[START OF Records shown]
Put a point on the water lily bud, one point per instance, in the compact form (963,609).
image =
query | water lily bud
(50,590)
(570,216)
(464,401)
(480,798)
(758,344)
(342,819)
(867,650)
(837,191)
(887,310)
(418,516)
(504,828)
[END OF Records shown]
[START OF Records shown]
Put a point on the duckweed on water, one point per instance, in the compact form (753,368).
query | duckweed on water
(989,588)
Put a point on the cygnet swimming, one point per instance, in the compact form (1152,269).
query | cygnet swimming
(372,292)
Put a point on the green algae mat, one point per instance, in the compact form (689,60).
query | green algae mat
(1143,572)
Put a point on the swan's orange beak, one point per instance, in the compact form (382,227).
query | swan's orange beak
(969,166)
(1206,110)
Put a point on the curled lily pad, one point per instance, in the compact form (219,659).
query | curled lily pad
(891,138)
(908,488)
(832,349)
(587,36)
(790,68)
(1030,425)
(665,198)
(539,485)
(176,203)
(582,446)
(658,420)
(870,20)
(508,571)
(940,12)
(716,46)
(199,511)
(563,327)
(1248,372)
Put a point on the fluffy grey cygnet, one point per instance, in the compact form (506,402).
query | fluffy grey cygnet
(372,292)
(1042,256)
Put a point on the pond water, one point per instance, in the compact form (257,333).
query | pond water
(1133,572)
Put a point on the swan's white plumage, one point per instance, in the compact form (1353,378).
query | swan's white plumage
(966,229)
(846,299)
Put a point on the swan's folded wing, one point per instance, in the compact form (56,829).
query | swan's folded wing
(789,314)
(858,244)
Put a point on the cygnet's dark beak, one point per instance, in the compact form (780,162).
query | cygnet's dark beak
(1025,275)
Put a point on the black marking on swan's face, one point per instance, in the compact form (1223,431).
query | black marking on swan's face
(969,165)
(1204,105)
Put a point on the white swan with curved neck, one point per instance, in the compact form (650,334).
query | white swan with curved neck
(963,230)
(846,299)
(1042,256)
[END OF Records shown]
Locate every line in the records above that contains the string "white" and copy each one. Matches are case-sensitive.

_Response to the task:_
Put a point on the swan's white plumage, one point per instance, in the compact form (1353,378).
query | swan's white plumage
Put a point on the white swan with curved neck, one point per instance, in the compact form (650,334).
query | white swan with curved neck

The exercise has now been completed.